> Excerpts from point-labeling data:
***
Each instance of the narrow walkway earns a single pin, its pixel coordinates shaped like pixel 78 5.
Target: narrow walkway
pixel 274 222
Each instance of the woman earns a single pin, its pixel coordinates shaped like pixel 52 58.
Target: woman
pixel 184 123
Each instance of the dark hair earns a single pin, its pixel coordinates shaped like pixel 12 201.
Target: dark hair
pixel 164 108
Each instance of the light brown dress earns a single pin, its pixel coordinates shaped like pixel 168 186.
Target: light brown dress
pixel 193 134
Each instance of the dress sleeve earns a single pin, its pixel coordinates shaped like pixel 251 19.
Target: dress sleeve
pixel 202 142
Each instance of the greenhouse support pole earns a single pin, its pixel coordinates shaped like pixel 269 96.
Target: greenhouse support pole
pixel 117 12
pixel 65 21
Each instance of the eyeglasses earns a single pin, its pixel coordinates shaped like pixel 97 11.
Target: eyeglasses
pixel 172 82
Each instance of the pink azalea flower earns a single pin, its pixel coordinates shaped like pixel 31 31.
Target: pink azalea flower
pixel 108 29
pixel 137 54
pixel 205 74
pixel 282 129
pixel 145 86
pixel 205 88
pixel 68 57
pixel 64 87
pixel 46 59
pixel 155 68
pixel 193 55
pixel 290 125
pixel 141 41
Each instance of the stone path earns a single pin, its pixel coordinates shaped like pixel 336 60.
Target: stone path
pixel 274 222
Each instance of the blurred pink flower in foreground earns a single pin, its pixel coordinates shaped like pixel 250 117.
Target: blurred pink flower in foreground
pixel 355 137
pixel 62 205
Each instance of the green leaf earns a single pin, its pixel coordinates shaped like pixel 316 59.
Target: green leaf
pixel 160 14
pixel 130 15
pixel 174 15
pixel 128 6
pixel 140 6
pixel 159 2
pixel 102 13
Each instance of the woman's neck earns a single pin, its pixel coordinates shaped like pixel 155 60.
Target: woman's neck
***
> Exercise goal: Copy out all of the material above, substituting "one dot" for every "a single pin" and changing nothing else.

> The completed task:
Each instance of the narrow walkway earns one dot, its pixel coordinates shaped like pixel 78 5.
Target: narrow walkway
pixel 274 222
Each instance of the woman earns one dot, its pixel coordinates shaped like pixel 52 58.
Target: woman
pixel 184 123
Each instance of the dark hair earns one dot, its pixel coordinates shaped like pixel 12 201.
Target: dark hair
pixel 164 108
Each instance of the light brown dress earns one dot, its pixel coordinates shaped like pixel 168 186.
Target: light brown dress
pixel 193 134
Each instance of the dress sleeve earns one dot, its pixel coordinates shaped like pixel 251 19.
Target: dress sleeve
pixel 202 142
Each instance of the greenhouse support pole earns one dot, its pixel coordinates shaped like pixel 269 96.
Target: greenhouse support pole
pixel 117 12
pixel 65 21
Each instance of the eyeglasses earns one dot, its pixel coordinates shaped like pixel 97 11.
Target: eyeglasses
pixel 172 82
Each instance of the pink azalea flower earns one dot, its pixel coordinates shaped like pixel 31 31.
Target: pink azalea flower
pixel 108 29
pixel 137 54
pixel 205 74
pixel 282 129
pixel 145 86
pixel 205 88
pixel 68 57
pixel 64 87
pixel 46 59
pixel 155 68
pixel 193 55
pixel 290 125
pixel 141 41
Each instance of the stone path earns one dot, its pixel coordinates shaped like pixel 336 60.
Target: stone path
pixel 274 222
Each instance of the blurred pink flower in foreground earns one dot, its pixel coordinates shaped like pixel 250 117.
Target: blurred pink flower in foreground
pixel 355 137
pixel 62 205
Each instance of the green leaf earns one dot, its pixel coordinates shaped like pixel 316 59.
Target: green leaf
pixel 160 14
pixel 130 15
pixel 174 15
pixel 128 6
pixel 140 6
pixel 159 2
pixel 102 13
Each instance of the woman's neck earns one dot, its pixel coordinates shaped like pixel 155 60.
Target: woman's neck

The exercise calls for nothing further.